====== Page ======

Adam Harrison Levy | Interviews

Henri Matisse: The Lost Interview, Part II

Jerome Seckler’s unpublished interview with Matisse is distinctive for its combative tone. Seckler’s questions are direct and often challenging. Matisse is sometimes on the defensive, at other times formidable. They seem to have struck up a jousting but respectful dynamic. 

Peppered between the tense clashes, which are mainly at the start of the interview, there are moments of humor. Towards the end Matisse shows his vulnerability when he asks Seckler if he thinks he is neurotic. 

This is in contrast to other interviews that Matisse gave around this time, especially for French radio in 1942. The tone in that interview was deferential; Matisse’s replies are abstract and aloof. 

In yesterday’s excerpt, Seckler began the interview by probing Matisse’s use of subject matter as a source of inspiration. Seckler had been conducting a series of interviews with other French painters of the time, and he knew this was a point of contention for Matisse.

======

Rewrite the stretch of the piece on the lost Matisse interview from "Adam Harrison Levy" through "he is neurotic.", putting "confrontational" in place of "combative".

====== Extracted entries ======

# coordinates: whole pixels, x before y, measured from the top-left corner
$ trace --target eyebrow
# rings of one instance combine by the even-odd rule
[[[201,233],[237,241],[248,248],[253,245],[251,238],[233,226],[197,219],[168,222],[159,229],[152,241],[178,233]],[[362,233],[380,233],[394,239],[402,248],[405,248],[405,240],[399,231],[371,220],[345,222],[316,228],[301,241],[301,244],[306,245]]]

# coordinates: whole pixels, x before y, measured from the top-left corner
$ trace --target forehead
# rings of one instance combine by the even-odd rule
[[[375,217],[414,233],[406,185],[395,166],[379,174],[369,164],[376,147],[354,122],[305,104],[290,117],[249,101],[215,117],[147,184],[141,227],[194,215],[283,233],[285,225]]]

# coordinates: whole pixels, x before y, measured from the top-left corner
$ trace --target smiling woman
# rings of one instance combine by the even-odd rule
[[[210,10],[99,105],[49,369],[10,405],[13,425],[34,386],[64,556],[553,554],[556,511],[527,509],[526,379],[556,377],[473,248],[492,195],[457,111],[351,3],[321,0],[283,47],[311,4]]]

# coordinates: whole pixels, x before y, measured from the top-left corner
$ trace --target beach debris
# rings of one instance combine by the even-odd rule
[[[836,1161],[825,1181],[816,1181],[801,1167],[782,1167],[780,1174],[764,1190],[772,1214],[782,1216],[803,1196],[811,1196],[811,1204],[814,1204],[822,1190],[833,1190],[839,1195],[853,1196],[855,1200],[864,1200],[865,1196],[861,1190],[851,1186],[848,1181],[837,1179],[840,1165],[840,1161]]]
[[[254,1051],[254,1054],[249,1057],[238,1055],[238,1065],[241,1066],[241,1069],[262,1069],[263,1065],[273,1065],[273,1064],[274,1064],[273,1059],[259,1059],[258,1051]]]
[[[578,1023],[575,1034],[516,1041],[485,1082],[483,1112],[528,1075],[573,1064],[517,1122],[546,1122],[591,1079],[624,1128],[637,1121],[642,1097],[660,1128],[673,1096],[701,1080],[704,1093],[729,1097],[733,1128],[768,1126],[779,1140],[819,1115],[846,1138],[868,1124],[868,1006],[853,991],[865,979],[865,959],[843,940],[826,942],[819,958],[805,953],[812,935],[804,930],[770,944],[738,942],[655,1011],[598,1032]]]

======

**Output below**
Adam Harrison Levy | Interviews

Henri Matisse: The Lost Interview, Part II

Jerome Seckler’s unpublished interview with Matisse is distinctive for its confrontational tone. Seckler’s questions are direct and often challenging. Matisse is sometimes on the defensive, at other times formidable. They seem to have struck up a jousting but respectful dynamic. 

Peppered between the tense clashes, which are mainly at the start of the interview, there are moments of humor. Towards the end Matisse shows his vulnerability when he asks Seckler if he thinks he is neurotic.